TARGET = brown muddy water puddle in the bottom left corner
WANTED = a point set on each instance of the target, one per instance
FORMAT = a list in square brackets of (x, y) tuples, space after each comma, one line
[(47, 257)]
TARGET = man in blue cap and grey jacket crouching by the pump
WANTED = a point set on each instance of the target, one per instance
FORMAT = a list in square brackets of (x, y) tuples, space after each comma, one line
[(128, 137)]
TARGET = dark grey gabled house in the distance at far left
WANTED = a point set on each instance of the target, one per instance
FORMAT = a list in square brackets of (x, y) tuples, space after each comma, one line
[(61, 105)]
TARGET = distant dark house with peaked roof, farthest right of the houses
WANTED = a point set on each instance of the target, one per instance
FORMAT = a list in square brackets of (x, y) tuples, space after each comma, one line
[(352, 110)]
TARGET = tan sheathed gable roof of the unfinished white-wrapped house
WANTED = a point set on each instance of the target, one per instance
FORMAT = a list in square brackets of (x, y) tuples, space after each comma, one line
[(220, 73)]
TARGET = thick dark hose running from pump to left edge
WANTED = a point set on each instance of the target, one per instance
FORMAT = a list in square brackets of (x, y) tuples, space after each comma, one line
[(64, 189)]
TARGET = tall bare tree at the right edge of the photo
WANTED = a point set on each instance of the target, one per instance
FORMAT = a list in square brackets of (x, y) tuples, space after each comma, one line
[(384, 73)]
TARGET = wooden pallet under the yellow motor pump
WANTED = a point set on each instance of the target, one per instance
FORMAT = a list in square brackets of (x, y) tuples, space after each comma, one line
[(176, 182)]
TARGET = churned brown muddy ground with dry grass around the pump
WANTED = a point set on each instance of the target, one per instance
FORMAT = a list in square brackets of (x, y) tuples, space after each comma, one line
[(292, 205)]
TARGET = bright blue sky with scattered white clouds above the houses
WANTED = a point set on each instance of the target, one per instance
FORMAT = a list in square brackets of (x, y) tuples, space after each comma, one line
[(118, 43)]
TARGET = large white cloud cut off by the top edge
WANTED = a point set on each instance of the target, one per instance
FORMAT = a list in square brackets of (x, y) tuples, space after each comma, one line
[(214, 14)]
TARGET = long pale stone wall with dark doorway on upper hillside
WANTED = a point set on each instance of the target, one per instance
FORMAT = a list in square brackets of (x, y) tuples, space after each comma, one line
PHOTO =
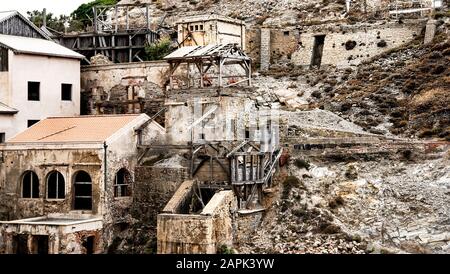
[(295, 45)]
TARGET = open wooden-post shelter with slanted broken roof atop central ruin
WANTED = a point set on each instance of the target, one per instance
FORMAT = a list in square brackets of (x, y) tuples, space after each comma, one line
[(211, 66)]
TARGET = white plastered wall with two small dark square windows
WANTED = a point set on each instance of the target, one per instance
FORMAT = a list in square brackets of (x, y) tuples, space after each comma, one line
[(51, 72)]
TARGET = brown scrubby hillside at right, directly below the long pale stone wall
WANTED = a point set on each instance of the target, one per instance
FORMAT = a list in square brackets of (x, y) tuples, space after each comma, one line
[(403, 92)]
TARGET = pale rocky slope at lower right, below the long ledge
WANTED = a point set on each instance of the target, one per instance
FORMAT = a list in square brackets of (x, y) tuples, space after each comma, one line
[(387, 207)]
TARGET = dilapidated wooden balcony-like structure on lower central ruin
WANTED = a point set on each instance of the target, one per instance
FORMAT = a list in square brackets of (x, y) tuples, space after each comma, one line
[(248, 165)]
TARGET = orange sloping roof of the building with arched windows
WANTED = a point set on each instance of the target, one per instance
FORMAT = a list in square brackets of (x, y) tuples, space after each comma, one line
[(74, 129)]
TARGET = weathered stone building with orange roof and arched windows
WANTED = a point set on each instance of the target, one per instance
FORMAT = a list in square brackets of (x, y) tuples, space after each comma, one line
[(66, 182)]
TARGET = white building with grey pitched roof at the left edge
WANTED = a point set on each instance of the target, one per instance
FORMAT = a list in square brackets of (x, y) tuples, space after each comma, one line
[(38, 77)]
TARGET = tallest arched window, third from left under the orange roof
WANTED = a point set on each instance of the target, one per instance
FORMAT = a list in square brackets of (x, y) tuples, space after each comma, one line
[(82, 191)]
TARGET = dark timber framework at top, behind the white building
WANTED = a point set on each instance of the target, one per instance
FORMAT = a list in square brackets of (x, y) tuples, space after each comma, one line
[(114, 34)]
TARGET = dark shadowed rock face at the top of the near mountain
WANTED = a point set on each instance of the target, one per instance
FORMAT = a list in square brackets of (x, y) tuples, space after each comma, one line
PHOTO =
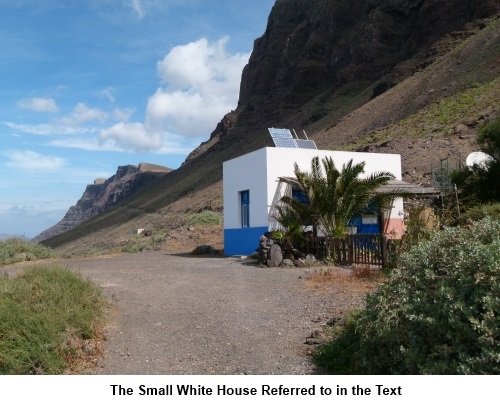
[(309, 50)]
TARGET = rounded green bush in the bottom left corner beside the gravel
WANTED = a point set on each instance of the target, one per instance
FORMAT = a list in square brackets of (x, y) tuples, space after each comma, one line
[(44, 313)]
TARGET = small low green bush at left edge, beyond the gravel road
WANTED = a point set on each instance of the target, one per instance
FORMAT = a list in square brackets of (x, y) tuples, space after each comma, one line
[(19, 250)]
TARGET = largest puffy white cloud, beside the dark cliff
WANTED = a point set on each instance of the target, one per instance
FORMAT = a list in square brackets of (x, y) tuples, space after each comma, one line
[(202, 84)]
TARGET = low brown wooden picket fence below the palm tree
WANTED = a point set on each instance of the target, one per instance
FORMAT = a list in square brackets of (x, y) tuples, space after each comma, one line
[(372, 249)]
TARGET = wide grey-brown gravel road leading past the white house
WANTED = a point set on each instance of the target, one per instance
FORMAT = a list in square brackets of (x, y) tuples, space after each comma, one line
[(180, 314)]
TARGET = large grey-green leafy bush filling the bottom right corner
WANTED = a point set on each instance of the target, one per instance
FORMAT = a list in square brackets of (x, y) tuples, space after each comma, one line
[(439, 312)]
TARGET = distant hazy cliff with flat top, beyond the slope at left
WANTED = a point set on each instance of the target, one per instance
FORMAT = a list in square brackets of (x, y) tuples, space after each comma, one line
[(104, 194)]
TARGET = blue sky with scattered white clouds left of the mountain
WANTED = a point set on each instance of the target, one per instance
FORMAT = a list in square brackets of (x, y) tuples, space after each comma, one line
[(87, 86)]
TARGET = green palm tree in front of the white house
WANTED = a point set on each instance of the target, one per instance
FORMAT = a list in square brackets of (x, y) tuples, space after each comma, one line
[(337, 196)]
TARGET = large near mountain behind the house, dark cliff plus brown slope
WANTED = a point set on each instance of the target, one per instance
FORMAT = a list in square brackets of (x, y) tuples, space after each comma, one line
[(415, 77)]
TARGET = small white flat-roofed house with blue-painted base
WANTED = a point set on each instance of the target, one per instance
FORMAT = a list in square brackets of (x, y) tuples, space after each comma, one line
[(251, 188)]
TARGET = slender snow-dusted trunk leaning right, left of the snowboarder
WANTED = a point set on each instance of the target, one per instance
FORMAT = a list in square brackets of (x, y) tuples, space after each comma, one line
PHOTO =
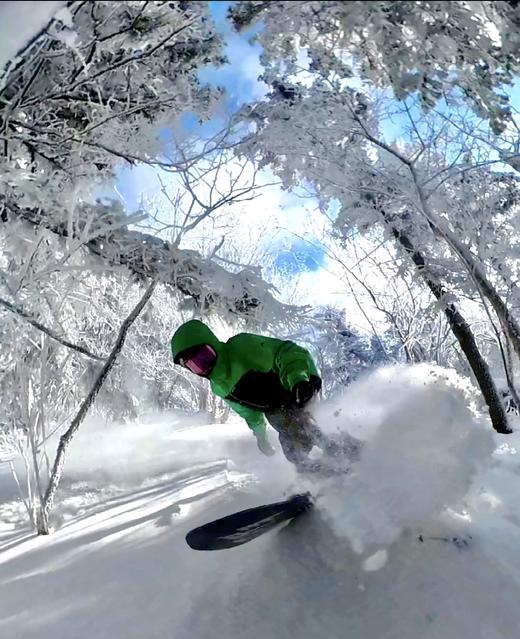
[(66, 438)]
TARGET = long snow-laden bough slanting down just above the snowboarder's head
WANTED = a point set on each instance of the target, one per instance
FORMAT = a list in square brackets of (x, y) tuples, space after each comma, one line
[(209, 285)]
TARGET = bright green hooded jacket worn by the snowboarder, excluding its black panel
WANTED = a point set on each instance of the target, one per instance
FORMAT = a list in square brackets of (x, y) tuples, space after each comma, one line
[(242, 354)]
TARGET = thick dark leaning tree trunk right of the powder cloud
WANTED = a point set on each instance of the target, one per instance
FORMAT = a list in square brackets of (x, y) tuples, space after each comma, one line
[(464, 335)]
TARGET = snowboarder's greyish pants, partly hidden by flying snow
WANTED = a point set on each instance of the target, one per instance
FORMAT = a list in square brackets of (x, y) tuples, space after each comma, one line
[(297, 431)]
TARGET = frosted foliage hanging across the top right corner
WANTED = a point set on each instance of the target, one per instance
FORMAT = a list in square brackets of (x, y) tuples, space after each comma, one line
[(432, 49)]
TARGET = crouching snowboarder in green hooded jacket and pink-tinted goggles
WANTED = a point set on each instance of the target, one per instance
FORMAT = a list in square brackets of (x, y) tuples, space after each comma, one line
[(257, 376)]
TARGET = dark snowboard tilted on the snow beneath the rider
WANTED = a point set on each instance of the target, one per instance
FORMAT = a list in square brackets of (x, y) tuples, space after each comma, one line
[(245, 525)]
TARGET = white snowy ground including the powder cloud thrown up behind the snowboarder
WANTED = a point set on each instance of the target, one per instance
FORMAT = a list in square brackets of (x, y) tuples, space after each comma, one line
[(418, 541)]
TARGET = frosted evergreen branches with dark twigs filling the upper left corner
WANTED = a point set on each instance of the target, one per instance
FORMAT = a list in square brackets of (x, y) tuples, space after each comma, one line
[(96, 88)]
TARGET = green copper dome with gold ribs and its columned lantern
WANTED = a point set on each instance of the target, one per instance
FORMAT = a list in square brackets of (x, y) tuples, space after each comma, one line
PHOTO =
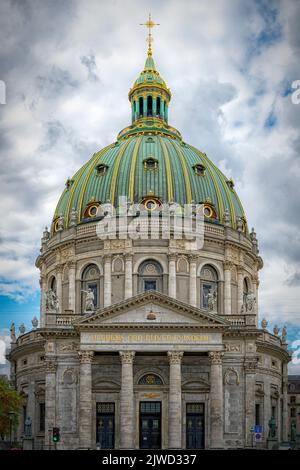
[(149, 159)]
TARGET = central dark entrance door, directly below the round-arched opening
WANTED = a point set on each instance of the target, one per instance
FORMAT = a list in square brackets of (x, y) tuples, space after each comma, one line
[(150, 425)]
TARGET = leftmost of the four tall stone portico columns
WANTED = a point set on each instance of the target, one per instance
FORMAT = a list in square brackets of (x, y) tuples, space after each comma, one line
[(85, 400)]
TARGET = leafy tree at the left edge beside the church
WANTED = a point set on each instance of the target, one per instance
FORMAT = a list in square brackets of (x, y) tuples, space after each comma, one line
[(10, 402)]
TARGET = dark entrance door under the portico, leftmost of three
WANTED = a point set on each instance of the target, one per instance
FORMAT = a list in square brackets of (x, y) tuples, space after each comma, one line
[(105, 425)]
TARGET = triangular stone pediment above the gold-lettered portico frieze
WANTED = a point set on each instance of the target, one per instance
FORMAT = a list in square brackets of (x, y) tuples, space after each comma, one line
[(152, 309)]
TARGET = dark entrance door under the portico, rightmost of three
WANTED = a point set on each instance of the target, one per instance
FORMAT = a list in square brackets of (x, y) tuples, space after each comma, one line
[(195, 426)]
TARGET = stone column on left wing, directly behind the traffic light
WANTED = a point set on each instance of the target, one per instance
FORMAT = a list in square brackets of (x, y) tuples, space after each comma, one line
[(50, 398)]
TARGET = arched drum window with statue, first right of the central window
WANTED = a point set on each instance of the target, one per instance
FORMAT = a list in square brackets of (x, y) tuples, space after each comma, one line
[(209, 288)]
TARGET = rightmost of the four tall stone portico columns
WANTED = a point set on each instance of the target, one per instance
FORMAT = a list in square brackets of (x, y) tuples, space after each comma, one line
[(216, 400)]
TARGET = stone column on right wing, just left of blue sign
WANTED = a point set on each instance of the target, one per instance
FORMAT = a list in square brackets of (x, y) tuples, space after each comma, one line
[(250, 368)]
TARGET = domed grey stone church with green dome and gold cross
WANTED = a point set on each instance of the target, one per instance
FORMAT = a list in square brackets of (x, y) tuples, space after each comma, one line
[(150, 342)]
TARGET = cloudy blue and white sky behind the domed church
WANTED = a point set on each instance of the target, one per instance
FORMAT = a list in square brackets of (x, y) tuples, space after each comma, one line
[(230, 65)]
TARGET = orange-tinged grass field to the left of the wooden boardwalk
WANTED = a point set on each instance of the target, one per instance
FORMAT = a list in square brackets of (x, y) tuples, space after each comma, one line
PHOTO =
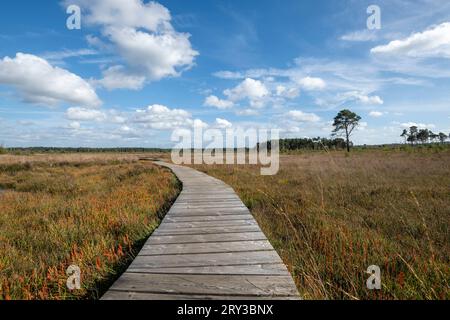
[(93, 211)]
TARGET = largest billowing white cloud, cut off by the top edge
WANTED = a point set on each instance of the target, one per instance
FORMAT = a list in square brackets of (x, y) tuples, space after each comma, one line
[(142, 34)]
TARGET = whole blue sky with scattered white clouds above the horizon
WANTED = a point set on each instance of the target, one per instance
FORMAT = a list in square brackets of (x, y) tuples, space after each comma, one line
[(138, 71)]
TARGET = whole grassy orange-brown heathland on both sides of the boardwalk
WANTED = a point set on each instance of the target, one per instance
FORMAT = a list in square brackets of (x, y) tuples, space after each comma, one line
[(330, 215)]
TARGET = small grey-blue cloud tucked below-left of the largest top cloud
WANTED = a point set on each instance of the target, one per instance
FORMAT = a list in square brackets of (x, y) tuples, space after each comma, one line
[(115, 77)]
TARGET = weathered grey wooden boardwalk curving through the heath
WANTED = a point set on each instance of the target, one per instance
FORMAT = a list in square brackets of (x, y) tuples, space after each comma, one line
[(207, 247)]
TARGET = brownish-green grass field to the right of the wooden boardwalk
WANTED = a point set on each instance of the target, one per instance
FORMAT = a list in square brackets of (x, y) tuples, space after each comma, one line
[(330, 216)]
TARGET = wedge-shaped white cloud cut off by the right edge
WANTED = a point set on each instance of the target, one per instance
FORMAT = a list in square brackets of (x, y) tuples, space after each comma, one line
[(434, 42)]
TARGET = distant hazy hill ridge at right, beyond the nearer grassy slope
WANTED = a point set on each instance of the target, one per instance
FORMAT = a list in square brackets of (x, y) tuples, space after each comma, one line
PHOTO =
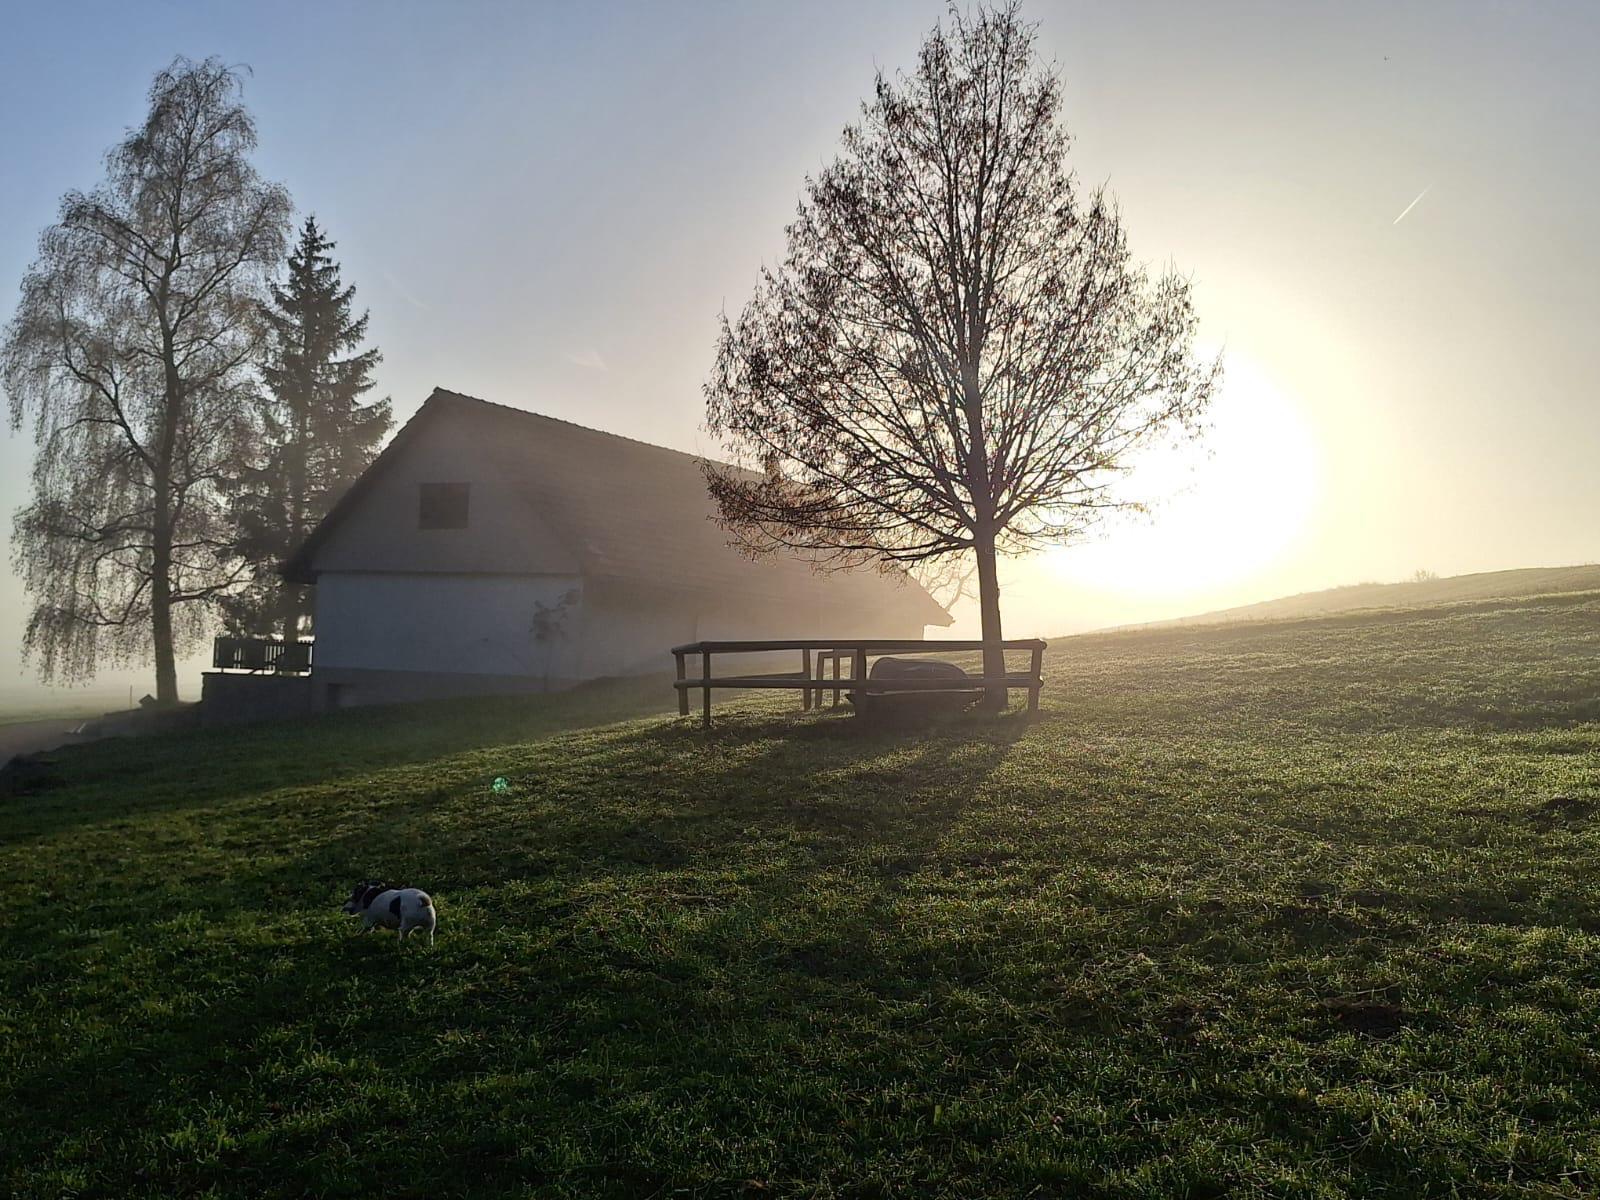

- - - - - - -

:: Exercise goal ::
After locating the line with "TARGET = dark timber" in the material above, return it and each line after it exactly, ending at the line with "TARGET = dark shadowed".

:: Task solution ::
TARGET = dark timber framework at top, behind the white building
WANTED = a point set on each instance of the target, one per instance
FORMAT = a list in square brackets of (x, y) tuples, space after each comma, one line
[(114, 34)]
TARGET = dark shadowed rock face at the top of the near mountain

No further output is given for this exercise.